** start of Records provided **

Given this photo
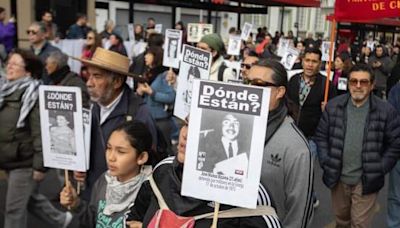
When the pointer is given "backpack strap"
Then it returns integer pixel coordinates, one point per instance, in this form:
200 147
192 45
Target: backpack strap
221 71
240 212
160 199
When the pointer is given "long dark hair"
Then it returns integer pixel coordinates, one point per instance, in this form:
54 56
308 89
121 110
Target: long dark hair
280 78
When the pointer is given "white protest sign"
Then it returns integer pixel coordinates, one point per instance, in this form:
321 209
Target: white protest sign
172 48
283 45
87 129
226 137
234 45
235 66
131 32
325 51
158 28
197 31
62 127
246 31
289 58
371 44
195 63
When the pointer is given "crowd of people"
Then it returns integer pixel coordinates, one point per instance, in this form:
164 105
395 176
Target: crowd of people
354 136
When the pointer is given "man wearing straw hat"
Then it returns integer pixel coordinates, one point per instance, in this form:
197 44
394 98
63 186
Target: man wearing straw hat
113 103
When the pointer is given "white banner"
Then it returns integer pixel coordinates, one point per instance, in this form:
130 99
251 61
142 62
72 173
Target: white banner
62 127
172 48
195 64
197 31
226 137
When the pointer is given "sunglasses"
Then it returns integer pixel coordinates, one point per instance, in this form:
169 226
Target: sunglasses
31 31
245 65
259 82
363 82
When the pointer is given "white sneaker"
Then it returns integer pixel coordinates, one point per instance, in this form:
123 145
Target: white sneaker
68 219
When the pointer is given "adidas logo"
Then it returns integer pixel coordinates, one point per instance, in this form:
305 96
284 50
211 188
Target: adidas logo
274 160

** end of Records provided **

Goal of the exercise: Which lines in the records above contain the word "dark"? Copy each of those lines in full. Only exact-case matches count.

Expected answer:
When the pointer is given "long dark hair"
Target: long dark hair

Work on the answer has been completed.